* Exercise details: Count the lines in the rows below that contain the string "crowd", treating case as significant. Reply with the number only.

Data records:
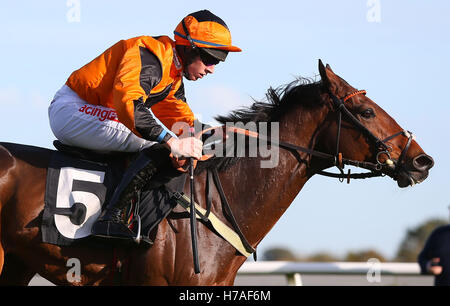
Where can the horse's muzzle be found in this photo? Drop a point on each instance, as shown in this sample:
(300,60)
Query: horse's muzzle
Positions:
(415,172)
(423,162)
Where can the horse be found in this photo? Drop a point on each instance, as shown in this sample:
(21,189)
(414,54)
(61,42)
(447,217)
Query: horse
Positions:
(328,116)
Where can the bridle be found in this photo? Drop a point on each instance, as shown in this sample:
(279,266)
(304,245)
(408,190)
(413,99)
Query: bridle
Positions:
(380,145)
(337,159)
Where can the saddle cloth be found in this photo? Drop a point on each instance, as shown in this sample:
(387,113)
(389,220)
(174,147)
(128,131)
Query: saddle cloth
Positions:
(77,190)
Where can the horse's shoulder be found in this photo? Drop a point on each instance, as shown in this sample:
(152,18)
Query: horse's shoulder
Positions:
(13,152)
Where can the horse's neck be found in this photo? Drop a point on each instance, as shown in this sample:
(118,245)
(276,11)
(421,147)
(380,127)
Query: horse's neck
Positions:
(259,196)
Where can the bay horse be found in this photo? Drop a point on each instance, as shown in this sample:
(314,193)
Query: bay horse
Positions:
(309,115)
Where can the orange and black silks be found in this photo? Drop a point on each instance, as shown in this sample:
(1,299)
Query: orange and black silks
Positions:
(132,76)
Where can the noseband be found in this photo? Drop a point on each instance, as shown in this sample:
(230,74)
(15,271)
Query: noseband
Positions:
(380,145)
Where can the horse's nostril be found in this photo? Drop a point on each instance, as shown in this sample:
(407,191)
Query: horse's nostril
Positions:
(423,162)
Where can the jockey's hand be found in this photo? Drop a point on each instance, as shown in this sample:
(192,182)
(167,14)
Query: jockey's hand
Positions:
(186,147)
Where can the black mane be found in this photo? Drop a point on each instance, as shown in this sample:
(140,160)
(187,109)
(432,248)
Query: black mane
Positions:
(302,91)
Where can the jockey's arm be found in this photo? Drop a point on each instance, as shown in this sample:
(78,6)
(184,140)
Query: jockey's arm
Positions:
(138,73)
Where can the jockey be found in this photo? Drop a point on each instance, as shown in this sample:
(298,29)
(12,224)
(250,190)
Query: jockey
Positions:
(105,105)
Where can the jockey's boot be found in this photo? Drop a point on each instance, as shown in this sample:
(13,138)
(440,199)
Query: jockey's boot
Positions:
(110,224)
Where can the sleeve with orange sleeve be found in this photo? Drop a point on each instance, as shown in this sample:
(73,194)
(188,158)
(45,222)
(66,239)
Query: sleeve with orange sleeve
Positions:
(174,109)
(138,72)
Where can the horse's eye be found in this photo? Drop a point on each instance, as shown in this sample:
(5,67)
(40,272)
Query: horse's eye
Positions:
(368,113)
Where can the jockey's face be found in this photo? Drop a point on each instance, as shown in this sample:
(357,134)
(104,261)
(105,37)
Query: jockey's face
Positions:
(197,69)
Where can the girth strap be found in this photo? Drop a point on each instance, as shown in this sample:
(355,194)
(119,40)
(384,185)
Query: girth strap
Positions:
(229,212)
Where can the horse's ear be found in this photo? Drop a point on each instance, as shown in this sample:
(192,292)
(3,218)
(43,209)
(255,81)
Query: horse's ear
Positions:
(324,76)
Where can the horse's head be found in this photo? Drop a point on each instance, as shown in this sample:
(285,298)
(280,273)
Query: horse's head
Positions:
(368,134)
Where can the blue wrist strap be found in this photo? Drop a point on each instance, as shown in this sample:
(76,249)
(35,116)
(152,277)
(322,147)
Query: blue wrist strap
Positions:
(161,136)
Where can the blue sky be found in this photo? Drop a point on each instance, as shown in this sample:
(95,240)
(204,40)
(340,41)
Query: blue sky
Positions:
(402,61)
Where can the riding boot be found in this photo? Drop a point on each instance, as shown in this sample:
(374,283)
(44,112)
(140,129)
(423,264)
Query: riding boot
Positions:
(110,224)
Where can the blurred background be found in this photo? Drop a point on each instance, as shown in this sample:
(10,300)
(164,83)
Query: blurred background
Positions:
(396,50)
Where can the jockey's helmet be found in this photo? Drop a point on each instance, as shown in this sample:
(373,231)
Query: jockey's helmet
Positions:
(205,31)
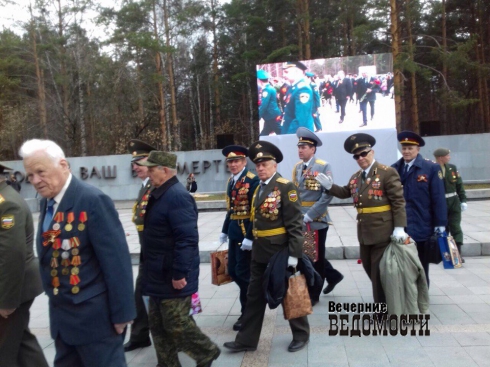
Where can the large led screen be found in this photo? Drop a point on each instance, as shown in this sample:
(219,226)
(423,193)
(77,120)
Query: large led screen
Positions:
(328,95)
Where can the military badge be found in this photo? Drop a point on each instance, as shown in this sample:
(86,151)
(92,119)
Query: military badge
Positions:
(293,196)
(304,97)
(8,221)
(423,178)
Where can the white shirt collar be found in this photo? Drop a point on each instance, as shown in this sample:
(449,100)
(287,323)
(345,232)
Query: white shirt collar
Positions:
(269,179)
(237,176)
(369,168)
(60,195)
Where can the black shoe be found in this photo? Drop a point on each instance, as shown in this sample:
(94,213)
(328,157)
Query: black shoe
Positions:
(209,363)
(129,346)
(237,347)
(297,345)
(331,286)
(238,324)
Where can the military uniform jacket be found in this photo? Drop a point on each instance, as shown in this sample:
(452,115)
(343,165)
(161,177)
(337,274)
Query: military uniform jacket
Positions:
(98,264)
(423,189)
(277,220)
(237,223)
(298,110)
(381,188)
(268,109)
(19,271)
(314,200)
(139,207)
(453,182)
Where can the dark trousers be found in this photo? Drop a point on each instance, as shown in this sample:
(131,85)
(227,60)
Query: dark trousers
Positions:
(239,269)
(270,126)
(18,346)
(342,103)
(323,266)
(371,256)
(108,352)
(422,247)
(454,219)
(174,330)
(140,330)
(363,107)
(253,318)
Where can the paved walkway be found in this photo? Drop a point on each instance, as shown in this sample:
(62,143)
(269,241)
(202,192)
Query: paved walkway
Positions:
(459,323)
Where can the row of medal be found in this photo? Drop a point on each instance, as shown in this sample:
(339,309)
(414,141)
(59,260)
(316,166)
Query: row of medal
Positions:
(70,217)
(239,198)
(143,203)
(270,207)
(63,249)
(310,182)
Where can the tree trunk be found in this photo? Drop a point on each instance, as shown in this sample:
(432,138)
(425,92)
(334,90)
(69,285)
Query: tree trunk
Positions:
(395,47)
(175,136)
(413,83)
(161,94)
(217,100)
(40,82)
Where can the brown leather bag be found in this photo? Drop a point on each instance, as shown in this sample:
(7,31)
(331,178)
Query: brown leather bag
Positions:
(310,244)
(297,301)
(219,268)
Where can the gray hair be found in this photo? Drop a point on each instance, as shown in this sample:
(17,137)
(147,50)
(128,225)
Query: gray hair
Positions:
(48,147)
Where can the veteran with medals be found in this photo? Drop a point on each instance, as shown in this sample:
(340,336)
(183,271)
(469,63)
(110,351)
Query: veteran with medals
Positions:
(423,189)
(20,282)
(314,203)
(237,228)
(277,224)
(84,261)
(377,194)
(140,330)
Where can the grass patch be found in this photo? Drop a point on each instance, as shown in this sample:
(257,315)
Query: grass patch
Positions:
(209,197)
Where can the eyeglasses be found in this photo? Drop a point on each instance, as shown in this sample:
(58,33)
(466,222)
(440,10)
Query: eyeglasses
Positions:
(363,155)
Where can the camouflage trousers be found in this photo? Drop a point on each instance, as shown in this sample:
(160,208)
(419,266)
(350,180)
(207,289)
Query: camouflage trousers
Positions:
(174,330)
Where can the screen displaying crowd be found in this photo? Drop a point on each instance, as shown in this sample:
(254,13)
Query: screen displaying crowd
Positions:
(326,95)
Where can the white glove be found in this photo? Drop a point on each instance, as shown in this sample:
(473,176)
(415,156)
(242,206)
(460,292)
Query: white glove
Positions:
(399,234)
(223,237)
(439,229)
(325,181)
(307,219)
(292,261)
(246,244)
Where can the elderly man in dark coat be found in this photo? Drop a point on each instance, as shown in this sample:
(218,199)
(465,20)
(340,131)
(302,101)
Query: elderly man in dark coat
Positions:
(171,265)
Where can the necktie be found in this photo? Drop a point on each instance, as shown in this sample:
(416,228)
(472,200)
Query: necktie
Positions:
(48,217)
(363,176)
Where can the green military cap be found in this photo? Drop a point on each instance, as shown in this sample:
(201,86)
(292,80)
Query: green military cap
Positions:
(358,142)
(158,158)
(264,151)
(441,152)
(306,136)
(4,168)
(139,149)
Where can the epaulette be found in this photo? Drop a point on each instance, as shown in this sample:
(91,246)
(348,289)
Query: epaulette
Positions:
(301,85)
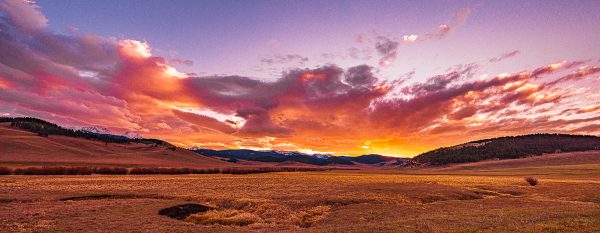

* Response to the task: 2